** start **

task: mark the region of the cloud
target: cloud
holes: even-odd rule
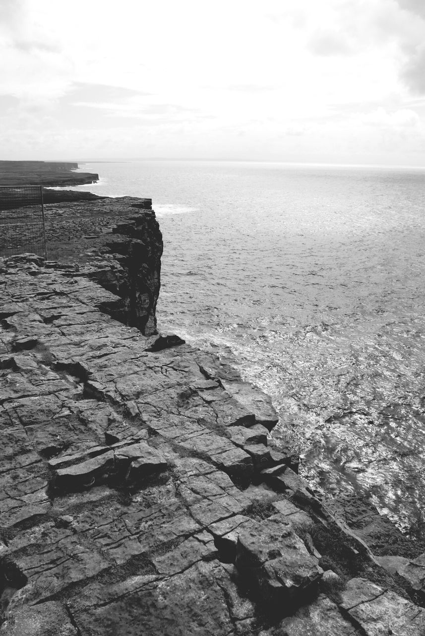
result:
[[[362,114],[359,118],[363,123],[400,130],[405,128],[419,128],[422,126],[417,113],[410,108],[400,108],[388,112],[382,106]]]
[[[258,84],[234,84],[225,86],[228,90],[237,90],[246,93],[263,93],[265,91],[274,90],[276,88],[275,85],[269,86],[261,86]]]
[[[412,93],[425,94],[425,43],[416,47],[404,65],[401,78]]]
[[[148,95],[133,88],[107,84],[73,82],[67,91],[66,98],[77,102],[110,102],[126,99],[136,95]]]
[[[352,52],[346,35],[322,29],[313,33],[307,46],[312,53],[325,57],[348,55]]]
[[[425,18],[425,3],[424,0],[397,0],[401,9],[405,9],[412,13]]]

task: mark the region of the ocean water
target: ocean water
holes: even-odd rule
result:
[[[273,432],[332,497],[425,523],[425,169],[88,163],[76,190],[152,198],[159,328],[272,398]]]

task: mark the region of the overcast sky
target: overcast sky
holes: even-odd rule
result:
[[[425,165],[425,0],[0,0],[0,158]]]

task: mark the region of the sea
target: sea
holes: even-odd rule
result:
[[[425,169],[80,163],[74,188],[150,197],[159,328],[273,400],[275,443],[325,498],[425,529]]]

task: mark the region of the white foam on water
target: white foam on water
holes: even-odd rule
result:
[[[155,204],[154,209],[157,216],[160,218],[162,216],[168,216],[170,214],[192,214],[197,212],[199,208],[177,204]]]

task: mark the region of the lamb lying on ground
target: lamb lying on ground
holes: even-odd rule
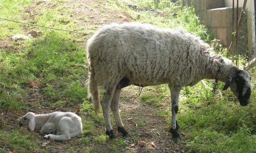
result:
[[[36,126],[42,126],[41,130],[43,132],[49,134],[44,137],[51,140],[69,140],[81,134],[82,131],[81,118],[71,112],[56,112],[37,115],[29,112],[20,118],[19,123],[21,126],[28,125],[32,130]]]

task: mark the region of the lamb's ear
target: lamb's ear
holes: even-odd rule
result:
[[[29,126],[29,129],[30,130],[34,131],[35,130],[35,127],[36,126],[36,122],[35,122],[35,120],[34,118],[31,118],[29,119],[29,121],[28,122],[28,125]]]
[[[228,88],[230,85],[231,85],[231,83],[232,83],[232,81],[233,80],[233,77],[232,77],[232,75],[231,74],[228,78],[228,81],[227,81],[226,82],[226,84],[225,84],[225,85],[224,86],[224,87],[223,87],[223,88],[222,90],[223,91],[225,91]]]

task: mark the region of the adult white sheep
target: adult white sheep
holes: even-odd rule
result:
[[[202,79],[226,82],[241,105],[248,104],[250,76],[231,61],[210,52],[199,37],[182,30],[160,29],[149,24],[113,24],[100,29],[88,41],[88,91],[94,110],[100,106],[98,88],[105,91],[100,101],[106,134],[114,138],[109,118],[111,108],[118,131],[125,137],[118,108],[121,89],[131,84],[141,86],[167,83],[172,98],[173,139],[180,139],[176,121],[182,87]]]

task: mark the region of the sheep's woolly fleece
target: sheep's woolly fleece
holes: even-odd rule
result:
[[[221,60],[228,71],[231,61],[210,50],[200,37],[184,30],[137,22],[104,27],[88,40],[87,48],[92,81],[105,90],[124,77],[142,85],[193,85],[215,77]]]

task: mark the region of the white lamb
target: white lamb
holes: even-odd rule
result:
[[[69,140],[81,133],[82,131],[81,118],[71,112],[55,112],[37,115],[29,112],[20,118],[19,123],[21,126],[29,125],[32,130],[36,126],[42,126],[41,130],[43,132],[49,134],[44,137],[51,140]]]
[[[202,79],[216,79],[230,87],[240,105],[248,104],[250,76],[231,61],[210,52],[199,37],[182,30],[160,29],[138,23],[113,24],[100,29],[88,40],[89,96],[94,110],[99,108],[99,87],[105,93],[101,101],[106,134],[114,137],[109,118],[111,108],[119,132],[124,129],[118,105],[121,89],[131,84],[141,86],[167,84],[172,97],[173,139],[180,138],[176,121],[179,95],[183,87]]]

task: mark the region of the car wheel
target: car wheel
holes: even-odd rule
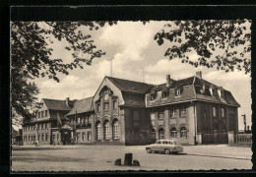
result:
[[[148,152],[148,153],[151,153],[151,148],[147,148],[147,152]]]
[[[164,153],[165,153],[165,154],[169,154],[169,149],[165,149],[165,150],[164,150]]]

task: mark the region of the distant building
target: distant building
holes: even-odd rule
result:
[[[203,80],[201,72],[179,81],[167,75],[159,86],[105,77],[94,97],[42,99],[36,118],[24,124],[24,142],[37,137],[43,144],[64,145],[227,143],[228,131],[238,133],[238,107],[230,91]]]

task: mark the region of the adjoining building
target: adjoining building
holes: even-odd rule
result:
[[[63,145],[146,145],[159,139],[227,143],[227,132],[238,132],[238,107],[230,91],[203,80],[201,72],[179,81],[167,75],[158,86],[105,77],[93,97],[42,99],[36,118],[23,126],[24,142],[32,144],[32,136]],[[41,131],[46,124],[47,134]],[[37,132],[27,131],[30,126]]]

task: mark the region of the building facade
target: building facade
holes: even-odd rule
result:
[[[230,91],[203,80],[201,72],[179,81],[167,75],[158,86],[105,77],[93,97],[52,104],[45,100],[36,118],[24,125],[25,145],[36,138],[63,145],[146,145],[159,139],[197,145],[225,141],[228,131],[238,132],[239,104]],[[41,132],[46,128],[50,134]]]

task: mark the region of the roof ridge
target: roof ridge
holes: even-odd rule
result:
[[[122,78],[114,78],[114,77],[108,77],[108,76],[106,76],[106,78],[117,79],[117,80],[123,80],[123,81],[128,81],[128,82],[134,82],[134,83],[140,83],[140,84],[144,84],[144,85],[154,86],[153,84],[142,83],[142,82],[132,81],[132,80],[127,80],[127,79],[122,79]]]

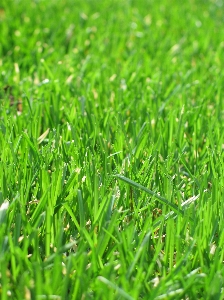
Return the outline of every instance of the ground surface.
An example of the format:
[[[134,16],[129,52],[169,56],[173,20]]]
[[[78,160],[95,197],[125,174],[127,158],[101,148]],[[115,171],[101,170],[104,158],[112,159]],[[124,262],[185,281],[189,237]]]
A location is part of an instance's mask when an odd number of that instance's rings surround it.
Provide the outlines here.
[[[1,1],[0,298],[224,298],[223,1]]]

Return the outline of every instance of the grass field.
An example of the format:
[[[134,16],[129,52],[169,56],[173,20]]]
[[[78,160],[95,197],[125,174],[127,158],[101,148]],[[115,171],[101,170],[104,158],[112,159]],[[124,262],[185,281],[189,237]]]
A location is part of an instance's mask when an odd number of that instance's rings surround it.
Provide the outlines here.
[[[224,2],[0,2],[0,298],[224,299]]]

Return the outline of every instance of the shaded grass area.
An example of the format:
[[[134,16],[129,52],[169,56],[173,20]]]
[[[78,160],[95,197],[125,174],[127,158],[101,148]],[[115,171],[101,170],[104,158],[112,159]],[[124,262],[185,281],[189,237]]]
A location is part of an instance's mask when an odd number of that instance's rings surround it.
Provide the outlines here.
[[[222,1],[0,5],[1,299],[222,299]]]

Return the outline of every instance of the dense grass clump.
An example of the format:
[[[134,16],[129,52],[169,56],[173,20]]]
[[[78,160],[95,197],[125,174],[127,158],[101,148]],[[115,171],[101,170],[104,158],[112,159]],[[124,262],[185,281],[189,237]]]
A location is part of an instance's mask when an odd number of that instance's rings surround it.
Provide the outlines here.
[[[0,3],[0,298],[224,298],[223,1]]]

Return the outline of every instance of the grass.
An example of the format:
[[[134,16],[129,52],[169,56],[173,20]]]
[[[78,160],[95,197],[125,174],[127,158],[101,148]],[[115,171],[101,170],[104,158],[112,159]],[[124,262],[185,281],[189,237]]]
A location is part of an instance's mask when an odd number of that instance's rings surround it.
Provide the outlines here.
[[[222,1],[1,1],[0,298],[224,298]]]

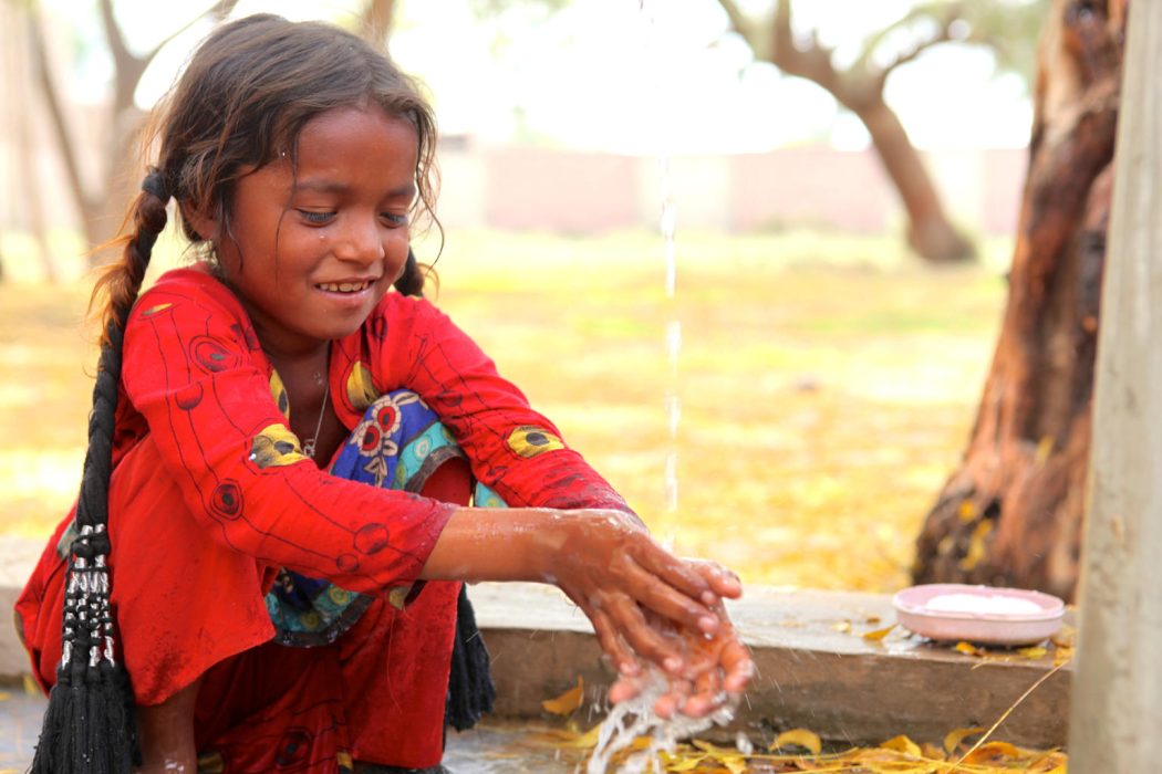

** end **

Written request:
Starting at the line containing "Return the outline of every instance of the dense" and ending at the last of the entries, reproduce every line, requests included, and offset each coordinate in the answer outlines by adding 47 while leaving the format samples unchanged. Leave the pictures out.

Result of the exercise:
Return the outline of every instance of the dense grass clump.
An example of the format:
[[[134,16],[129,52],[169,56],[173,20]]]
[[[78,160],[95,197],[125,174],[127,158],[101,148]],[[115,171],[101,170],[104,158],[112,159]],[[124,262],[185,281],[189,237]]]
A location is part of an instance's mask when an odd number of that instance's rings surround it.
Provide the outlines here.
[[[47,50],[47,345],[271,345],[270,48]]]

Return the outline of every instance of the grass.
An example of the format:
[[[134,16],[129,52],[169,56],[173,20]]]
[[[78,160],[95,197],[125,174],[127,158],[101,148]],[[115,171],[101,170],[104,158],[112,159]],[[124,262],[185,281],[189,237]]]
A location is part of an instance's mask when an odd number of that instance's rings surround it.
Provide the outlines here.
[[[269,48],[48,48],[47,345],[271,345]]]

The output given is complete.